WHAT TO DO: Compute how many lines below contain the word "horsetail" and respond with that number only.

GIVEN DATA:
=== Section Start ===

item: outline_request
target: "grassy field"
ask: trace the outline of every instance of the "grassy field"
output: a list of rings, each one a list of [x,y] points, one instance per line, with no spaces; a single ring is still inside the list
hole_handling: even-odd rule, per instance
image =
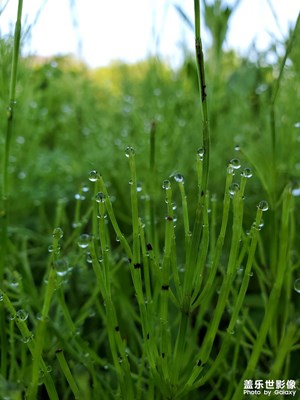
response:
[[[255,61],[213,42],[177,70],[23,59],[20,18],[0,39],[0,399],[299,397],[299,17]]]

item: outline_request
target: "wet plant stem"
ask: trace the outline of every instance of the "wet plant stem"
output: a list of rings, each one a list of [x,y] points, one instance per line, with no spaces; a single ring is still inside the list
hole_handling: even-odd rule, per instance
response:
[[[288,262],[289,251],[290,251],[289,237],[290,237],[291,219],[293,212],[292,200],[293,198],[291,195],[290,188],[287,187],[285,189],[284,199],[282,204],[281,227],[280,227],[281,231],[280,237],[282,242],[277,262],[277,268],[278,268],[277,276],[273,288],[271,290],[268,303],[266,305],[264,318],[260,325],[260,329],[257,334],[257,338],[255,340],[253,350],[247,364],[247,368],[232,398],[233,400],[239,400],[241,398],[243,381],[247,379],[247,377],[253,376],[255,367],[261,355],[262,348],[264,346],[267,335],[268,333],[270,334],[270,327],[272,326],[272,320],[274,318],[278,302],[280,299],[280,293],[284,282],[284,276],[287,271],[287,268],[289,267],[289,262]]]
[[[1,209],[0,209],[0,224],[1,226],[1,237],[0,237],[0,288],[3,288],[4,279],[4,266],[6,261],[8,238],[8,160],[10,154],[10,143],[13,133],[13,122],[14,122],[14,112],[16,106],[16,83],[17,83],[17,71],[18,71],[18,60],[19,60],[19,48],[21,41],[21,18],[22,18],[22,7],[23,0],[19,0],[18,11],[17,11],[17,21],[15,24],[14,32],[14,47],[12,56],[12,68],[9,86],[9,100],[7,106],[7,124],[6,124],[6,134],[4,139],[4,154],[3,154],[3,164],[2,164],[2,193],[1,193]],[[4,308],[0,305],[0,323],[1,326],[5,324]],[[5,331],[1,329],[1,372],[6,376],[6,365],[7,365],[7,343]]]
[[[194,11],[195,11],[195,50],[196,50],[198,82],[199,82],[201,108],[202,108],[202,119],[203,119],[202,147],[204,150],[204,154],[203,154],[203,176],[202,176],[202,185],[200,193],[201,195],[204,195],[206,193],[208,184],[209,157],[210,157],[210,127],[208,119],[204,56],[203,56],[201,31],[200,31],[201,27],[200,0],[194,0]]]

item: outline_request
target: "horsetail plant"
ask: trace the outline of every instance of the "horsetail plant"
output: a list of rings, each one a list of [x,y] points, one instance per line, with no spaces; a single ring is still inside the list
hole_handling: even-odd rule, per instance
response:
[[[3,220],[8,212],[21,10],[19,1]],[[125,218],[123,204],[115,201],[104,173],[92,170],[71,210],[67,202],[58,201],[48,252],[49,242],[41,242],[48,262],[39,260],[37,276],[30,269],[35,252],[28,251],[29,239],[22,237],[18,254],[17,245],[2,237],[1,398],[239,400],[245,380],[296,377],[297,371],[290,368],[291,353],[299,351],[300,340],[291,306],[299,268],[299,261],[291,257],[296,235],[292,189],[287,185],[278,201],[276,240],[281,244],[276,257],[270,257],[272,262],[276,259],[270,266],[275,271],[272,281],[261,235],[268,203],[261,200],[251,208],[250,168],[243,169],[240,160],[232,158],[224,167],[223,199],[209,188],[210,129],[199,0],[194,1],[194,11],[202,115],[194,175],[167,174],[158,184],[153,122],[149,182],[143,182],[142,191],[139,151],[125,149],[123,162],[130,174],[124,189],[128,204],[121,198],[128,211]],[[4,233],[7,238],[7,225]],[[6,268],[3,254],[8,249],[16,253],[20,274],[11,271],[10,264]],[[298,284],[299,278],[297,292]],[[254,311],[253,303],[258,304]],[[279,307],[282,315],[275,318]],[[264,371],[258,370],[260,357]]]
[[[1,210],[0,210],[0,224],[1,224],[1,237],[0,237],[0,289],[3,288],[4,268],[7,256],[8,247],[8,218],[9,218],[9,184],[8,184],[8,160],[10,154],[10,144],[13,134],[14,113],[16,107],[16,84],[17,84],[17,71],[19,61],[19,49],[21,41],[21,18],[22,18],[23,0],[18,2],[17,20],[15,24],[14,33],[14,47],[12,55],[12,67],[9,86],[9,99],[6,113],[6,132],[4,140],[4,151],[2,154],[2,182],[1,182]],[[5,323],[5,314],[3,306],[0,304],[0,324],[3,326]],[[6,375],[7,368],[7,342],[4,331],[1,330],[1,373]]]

=== Section End ===

RESPONSE: 2